Pull out every line of the items below that contains the word "pink", matching its case exactly.
╭─ RECORD SET
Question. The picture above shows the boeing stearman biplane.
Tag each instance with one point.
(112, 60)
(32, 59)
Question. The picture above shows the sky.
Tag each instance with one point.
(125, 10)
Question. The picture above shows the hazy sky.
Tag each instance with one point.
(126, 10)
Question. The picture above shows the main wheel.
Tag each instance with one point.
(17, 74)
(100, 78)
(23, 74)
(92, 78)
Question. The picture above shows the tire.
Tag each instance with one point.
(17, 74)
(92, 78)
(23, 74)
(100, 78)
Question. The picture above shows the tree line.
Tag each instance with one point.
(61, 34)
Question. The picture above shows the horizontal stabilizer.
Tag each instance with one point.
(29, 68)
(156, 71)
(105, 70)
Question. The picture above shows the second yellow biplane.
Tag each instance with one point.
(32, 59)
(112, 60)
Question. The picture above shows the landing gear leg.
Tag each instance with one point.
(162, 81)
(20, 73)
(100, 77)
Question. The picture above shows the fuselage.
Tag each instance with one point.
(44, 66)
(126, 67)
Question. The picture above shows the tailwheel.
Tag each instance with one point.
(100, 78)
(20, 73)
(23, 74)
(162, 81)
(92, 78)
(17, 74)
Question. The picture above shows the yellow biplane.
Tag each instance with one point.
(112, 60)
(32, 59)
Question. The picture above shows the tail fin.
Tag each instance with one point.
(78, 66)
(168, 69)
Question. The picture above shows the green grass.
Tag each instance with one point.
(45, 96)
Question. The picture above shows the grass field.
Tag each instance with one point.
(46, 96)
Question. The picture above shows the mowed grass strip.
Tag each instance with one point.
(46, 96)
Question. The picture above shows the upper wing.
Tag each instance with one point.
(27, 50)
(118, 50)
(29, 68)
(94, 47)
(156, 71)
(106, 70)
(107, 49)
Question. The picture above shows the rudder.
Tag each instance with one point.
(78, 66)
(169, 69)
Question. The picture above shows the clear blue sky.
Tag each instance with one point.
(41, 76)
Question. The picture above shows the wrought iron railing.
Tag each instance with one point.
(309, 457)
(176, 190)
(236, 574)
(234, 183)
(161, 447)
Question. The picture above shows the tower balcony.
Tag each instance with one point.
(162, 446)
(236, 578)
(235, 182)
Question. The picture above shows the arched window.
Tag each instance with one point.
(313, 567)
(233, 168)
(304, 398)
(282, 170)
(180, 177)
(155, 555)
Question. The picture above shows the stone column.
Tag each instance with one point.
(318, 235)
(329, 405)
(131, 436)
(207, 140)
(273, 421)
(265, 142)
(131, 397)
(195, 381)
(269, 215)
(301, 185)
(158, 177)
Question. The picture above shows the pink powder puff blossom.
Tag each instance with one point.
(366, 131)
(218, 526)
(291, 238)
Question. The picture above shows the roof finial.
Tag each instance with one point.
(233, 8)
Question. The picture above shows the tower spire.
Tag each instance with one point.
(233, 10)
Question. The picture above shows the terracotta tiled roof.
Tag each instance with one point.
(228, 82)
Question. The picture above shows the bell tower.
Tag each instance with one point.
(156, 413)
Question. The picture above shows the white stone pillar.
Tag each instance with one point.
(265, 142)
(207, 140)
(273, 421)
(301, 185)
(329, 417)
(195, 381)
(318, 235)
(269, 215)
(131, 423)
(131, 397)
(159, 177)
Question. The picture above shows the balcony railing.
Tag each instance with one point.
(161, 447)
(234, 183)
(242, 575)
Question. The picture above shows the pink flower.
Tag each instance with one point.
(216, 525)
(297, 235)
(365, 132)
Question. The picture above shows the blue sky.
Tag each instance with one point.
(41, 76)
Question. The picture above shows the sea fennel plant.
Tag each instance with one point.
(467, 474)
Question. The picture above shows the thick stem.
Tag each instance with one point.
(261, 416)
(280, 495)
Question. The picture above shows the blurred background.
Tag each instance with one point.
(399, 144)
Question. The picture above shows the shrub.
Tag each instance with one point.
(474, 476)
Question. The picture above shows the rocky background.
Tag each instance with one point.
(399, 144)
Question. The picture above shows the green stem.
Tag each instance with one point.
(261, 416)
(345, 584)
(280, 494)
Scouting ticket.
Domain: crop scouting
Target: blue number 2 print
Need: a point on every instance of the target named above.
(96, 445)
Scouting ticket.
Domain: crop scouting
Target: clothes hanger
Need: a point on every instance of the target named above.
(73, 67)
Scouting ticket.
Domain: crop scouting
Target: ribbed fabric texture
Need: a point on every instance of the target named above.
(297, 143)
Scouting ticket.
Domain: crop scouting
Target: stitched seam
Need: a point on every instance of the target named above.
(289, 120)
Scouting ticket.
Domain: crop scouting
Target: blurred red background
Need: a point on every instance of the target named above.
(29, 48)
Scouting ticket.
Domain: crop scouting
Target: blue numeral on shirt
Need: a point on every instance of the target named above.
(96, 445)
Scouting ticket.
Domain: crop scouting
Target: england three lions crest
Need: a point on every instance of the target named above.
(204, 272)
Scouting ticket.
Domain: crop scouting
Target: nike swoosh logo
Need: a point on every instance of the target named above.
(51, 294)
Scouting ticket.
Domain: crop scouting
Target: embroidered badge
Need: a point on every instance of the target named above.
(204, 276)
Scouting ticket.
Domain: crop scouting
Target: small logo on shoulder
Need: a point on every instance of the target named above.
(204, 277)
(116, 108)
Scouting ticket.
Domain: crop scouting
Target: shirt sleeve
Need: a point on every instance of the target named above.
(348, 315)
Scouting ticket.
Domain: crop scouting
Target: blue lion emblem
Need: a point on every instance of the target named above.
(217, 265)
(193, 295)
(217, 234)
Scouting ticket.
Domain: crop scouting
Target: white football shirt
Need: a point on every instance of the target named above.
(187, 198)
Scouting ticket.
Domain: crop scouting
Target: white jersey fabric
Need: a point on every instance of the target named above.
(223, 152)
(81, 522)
╰─
- _WORKED SOLUTION_
Question. The picture above shows the pink powder puff blossom.
Question. The picture above shows the pink flower.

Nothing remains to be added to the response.